:: REQUIREMENTS ::
Turn the part of the records below that runs from their first line through the line containing "column 102, row 650" into a JSON list of strings, one string per line, skipping blank lines. Include nothing past that line.

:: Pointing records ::
§ §

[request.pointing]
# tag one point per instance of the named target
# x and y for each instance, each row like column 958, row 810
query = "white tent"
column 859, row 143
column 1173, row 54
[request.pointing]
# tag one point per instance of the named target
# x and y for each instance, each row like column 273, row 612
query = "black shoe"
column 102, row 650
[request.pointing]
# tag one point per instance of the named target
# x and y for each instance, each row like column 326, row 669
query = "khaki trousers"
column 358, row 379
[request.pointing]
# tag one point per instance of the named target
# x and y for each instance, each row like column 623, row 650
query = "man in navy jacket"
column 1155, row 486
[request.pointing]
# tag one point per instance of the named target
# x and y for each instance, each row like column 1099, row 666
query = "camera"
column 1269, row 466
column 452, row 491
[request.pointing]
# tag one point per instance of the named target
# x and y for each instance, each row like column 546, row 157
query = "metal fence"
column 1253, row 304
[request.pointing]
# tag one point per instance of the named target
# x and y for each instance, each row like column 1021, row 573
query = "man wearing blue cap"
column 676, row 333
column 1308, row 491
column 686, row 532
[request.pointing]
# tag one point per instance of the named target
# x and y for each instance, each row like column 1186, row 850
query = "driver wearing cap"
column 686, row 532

§ §

:: CORRECT RESPONSE ::
[
  "[request.pointing]",
  "# tag one point per instance of the named target",
  "# x and y for each instance, each row like column 958, row 810",
  "query = \"white tent\"",
  "column 859, row 143",
  "column 1173, row 54",
  "[request.pointing]",
  "# tag one point per instance of the named target",
  "# x and y for each instance, each row like column 273, row 612",
  "query = \"black shoe\"",
  "column 102, row 650"
]